● Alıntı
↓
6- Yaşlılık Toptan Ödemesi ve İhya

Tasarı 31. maddesinde, işinden ayrıldığı veya işyerini kapattığı halde yaşlılık aylığına hak kazanamayan sigortalıya, ödemiş olduğu malullük, yaşlılık, ölüm sigortaları priminin iadesini düzenlemektedir. Bu hükme göre:

“Sigortalı olarak çalıştığı işten ayrılan veya işyerini kapatan ve yaşlılık aylığı bağlanması için gerekli yaş şartını doldurduğu halde malullük ve yaşlılık aylığı bağlanmasına hak kazanamayan sigortalıya, işveren payı dahil kendi adına veya kendisince ödenen malullük, yaşlılık ve ölüm sigortaları primlerinin her yıla ait tutarı, primin ait olduğu yıldan itibaren yazılı istek tarihine kadar geçen yıllar için her yılın gerçekleşen güncelleme katsayısı ile güncellenerek bulunan tutarları toptan ödeme şeklinde verilir” (m. 31/I).

Toptan ödeme yoluyla tasfiye edilen hizmetler, yeniden sigortalı çalışma halinde istenirse, toptan ödemenin alındığı tarihle yazılı istek tarihi arasında gerçekleşen güncelleme katsayısı ile güncellenerek istek tarihini izleyen ayın sonuna kadar Kuruma iade edilirse bu hizmetler ihya edilerek Kanunun uygulanmasında dikkate alınır. Güncelleme sadece Kanunun yürürlük tarihinden itibaren geçecek süreler için yapılır.

III. ÖLÜM SİGORTASI

Tasarıda, temel alınan 506 sayılı Kanun hükümlerinden en az değişikliğe uğrayan, ölüm sigortasına ilişkin hükümler olmuştur. Bu sigortadan yararlanacak olanlar sigortalının hak sahipleridir. Tasarı hak sahiplerine ölüm aylığı bağlanmasını, ölüm toptan ödemesi yapılmasını, eş ve çocuklara evlenme ödeneği verilmesini ve cenaze yardımı yapılmasını öngörmüştür.

1- Madde Sayıları

Tasarıda ölüm sigortasına 6 madde ayrılmıştır. Malullüğe 3, yaşlılığa 4 madde ayıran tasarıda, ölüm sigortası 6 maddede düzenlenmiştir (32-37). 506 sayılı Kanun 7 maddesini (65-71), 1479 sayılı Kanun 9 maddesini (40-48), 5434

(14)
↑
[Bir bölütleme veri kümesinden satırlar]
↓
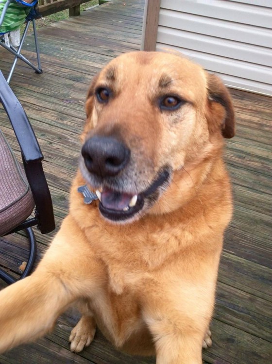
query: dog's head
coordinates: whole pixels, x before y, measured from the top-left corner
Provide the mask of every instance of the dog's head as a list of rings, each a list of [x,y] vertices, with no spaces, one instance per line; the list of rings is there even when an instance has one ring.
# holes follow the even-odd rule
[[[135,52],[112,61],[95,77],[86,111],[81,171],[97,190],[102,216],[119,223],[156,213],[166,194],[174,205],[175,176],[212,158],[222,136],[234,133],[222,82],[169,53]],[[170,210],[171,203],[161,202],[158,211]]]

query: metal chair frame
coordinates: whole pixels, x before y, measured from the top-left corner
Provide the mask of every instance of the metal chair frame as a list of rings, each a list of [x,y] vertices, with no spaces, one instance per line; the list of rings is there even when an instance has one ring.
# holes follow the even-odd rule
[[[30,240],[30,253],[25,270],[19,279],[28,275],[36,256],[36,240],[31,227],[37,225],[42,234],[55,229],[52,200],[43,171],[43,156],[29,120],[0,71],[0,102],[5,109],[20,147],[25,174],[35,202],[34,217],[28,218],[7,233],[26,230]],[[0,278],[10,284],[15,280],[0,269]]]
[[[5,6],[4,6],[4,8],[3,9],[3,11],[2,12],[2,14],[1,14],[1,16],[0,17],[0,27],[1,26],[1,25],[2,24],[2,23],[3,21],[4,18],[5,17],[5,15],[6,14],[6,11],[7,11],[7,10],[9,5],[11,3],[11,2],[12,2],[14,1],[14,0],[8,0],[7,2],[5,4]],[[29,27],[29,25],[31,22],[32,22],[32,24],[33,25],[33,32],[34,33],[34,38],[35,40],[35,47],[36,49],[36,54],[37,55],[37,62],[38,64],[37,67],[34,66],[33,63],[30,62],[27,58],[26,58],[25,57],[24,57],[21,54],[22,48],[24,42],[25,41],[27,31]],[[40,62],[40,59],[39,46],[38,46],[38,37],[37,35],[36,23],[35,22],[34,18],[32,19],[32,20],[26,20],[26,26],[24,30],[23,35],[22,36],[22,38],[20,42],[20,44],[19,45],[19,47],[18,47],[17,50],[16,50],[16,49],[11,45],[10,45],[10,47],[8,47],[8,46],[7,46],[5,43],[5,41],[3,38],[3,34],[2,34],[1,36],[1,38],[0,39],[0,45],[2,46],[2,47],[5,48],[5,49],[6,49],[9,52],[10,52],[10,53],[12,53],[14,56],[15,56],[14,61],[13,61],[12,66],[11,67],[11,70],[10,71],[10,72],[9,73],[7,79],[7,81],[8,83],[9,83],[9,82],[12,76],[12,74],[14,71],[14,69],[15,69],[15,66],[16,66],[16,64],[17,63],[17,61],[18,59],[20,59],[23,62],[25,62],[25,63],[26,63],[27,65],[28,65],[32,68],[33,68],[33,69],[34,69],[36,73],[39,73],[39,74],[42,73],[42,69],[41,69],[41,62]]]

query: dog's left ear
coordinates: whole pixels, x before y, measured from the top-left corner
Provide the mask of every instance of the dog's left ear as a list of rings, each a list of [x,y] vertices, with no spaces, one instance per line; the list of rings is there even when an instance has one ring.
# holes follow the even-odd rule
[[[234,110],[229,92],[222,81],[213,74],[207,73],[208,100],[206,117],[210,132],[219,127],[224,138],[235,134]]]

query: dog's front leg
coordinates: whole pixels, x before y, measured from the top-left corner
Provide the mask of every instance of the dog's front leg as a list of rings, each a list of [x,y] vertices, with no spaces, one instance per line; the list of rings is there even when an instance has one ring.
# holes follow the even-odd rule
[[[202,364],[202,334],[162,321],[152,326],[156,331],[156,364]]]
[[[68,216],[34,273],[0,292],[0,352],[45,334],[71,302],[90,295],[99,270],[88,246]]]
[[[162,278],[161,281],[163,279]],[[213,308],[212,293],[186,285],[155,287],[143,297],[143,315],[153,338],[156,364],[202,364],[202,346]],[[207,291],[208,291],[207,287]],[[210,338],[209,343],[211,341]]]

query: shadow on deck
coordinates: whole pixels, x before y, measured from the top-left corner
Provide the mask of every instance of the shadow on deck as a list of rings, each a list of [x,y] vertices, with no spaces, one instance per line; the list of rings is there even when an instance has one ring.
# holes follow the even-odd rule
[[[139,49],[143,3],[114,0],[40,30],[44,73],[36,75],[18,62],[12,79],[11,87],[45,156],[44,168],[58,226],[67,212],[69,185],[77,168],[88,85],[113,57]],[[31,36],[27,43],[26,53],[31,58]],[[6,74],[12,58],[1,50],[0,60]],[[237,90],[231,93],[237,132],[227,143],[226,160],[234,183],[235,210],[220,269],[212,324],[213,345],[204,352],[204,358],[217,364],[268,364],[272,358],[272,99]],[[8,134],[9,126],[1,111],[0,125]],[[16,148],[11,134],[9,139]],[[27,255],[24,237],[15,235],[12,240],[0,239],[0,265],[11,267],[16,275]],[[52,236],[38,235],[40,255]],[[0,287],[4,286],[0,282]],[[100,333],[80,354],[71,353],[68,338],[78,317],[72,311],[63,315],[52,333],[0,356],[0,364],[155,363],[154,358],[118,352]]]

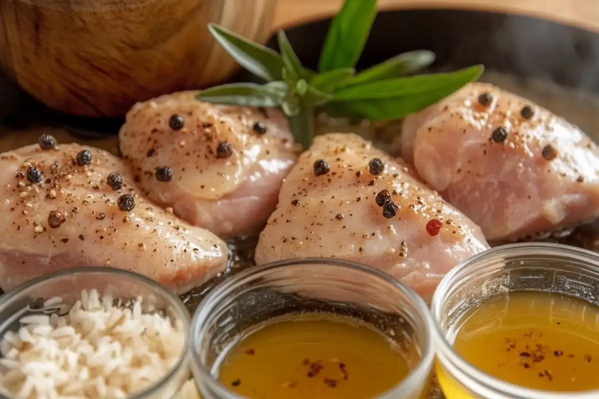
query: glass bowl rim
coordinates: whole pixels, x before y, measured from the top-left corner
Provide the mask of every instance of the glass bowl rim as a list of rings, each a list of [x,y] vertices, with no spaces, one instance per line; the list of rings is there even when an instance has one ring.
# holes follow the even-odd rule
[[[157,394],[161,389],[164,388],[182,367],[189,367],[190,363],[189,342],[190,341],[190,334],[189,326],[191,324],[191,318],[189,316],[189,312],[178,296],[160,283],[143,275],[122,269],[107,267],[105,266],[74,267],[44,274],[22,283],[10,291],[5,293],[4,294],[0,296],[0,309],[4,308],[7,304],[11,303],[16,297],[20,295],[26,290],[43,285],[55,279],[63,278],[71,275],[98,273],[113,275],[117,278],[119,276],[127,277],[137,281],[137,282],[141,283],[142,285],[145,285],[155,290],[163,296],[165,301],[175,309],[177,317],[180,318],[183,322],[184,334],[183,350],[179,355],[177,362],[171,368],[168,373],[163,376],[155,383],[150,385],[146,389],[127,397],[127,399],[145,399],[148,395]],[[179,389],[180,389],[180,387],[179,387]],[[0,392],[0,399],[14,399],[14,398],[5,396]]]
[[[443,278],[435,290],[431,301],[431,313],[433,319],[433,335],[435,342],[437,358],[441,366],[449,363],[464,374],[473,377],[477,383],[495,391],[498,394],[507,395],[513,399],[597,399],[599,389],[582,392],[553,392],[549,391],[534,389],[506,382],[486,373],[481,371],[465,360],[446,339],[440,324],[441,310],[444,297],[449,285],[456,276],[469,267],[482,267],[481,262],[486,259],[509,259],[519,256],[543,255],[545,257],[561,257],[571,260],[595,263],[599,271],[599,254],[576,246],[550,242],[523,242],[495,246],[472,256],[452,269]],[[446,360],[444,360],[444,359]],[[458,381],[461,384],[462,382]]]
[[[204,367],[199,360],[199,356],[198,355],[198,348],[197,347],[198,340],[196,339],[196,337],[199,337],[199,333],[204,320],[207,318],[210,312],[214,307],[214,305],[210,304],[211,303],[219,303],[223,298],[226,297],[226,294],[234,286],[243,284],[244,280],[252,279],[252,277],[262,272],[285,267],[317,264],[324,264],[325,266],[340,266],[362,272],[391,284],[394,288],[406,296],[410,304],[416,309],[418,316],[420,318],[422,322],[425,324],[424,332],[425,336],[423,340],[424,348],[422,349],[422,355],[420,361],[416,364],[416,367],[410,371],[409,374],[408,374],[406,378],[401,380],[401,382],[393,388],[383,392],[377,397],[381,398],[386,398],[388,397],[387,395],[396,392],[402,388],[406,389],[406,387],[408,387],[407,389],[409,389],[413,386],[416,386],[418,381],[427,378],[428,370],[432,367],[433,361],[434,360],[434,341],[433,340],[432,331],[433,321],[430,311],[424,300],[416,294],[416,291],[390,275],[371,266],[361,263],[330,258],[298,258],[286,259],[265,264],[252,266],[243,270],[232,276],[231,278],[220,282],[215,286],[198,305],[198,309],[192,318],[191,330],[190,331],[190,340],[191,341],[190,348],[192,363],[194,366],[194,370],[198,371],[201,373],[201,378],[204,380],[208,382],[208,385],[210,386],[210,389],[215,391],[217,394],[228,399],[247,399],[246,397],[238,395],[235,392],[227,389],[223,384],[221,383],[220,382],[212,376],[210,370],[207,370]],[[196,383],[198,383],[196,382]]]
↑
Sigorta tasarısını anlatan metni kaldığı yerden devam ettirin.

● Alıştırma çıktısı
sayılı Kanun ise 27 maddesini (66-92) ölüm sigortasına ayırmıştır. Şu anda ölüm sigortası toplam 43 maddede düzenlenmektedir.

2- Ölüm Aylığı

Ölen sigortalının hak sahiplerine ölüm aylığı bağlanabilmesi için bir kısmı sigortalıya, bir kısmı da hak sahiplerine ilişkin bazı koşulların gerçekleşmesi gerekmektedir.

a) Sigortalıya İlişkin Koşullar

- Sigortalı sağlığında, toplam 1800 gün veya en az beş yıldan beri sigortalı olup sigortalılık süresinin her yılı için 180 gün malullük, yaşlılık, ölüm sigortası primi ödemiş olması15,

- Hak sahiplerinin ölüm aylığı talebinde bulunmaları16,

- Sigortalının ölmüş olması17,

- Köy ve mahalle muhtarları ile bağımsız çalışanların herhangi bir borçlarının da olmaması gerekmektedir.

İlk tasarıda sadece toplam 1800 gün prim koşuluna yer verilmiş, en az 5 yıl sigortalılık ve ortalama 180 gün prim komisyonda tasarıya eklenmiştir.18

Sigortalının ölümü konusunda tıbbi ölüm (kalbin durması), esas alınacak, hukuki ölüm (beyin ölümü, bitkisel hayat) yeterli olmayacaktır.

Tasarı 32. maddesinin son fıkrasında köy ve mahalle muhtarları ile bağımsız çalışanların ayrıca herhangi bir borçlarının da olmaması aranmaktadır. Madde borç konusunu ifade için “ve her türlü borcunun olmaması şarttır” ibaresine yer verilmiştir. Bu ifade de, tasarıda yer yer rastladığımız Türkçe bozukluklarının bir başka örneğidir. Belki “ve her türlü borcun ödenmiş olması” veya “hiçbir borcunun olmaması” veya “herhangi bir borcunun olmaması” denebilirdi. Türkçe’nin bu zenginliği içinde tasarıyı hazırlayanlar nedense bu anlamsız ifadeye yer vermişlerdir.

b) Hak Sahiplerine İlişkin Koşullar

aa) Eş. Eşin hak sahibi olabilmesi için evlenmemesi yeterlidir. Eşin sigortalı çalışması veya gelir veya aylık alması, sadece ölüm aylığı oranını etkiler. Aylık oranı, aylığın hesabı ve paylaşımı başlığı altında ayrıca incelenecektir.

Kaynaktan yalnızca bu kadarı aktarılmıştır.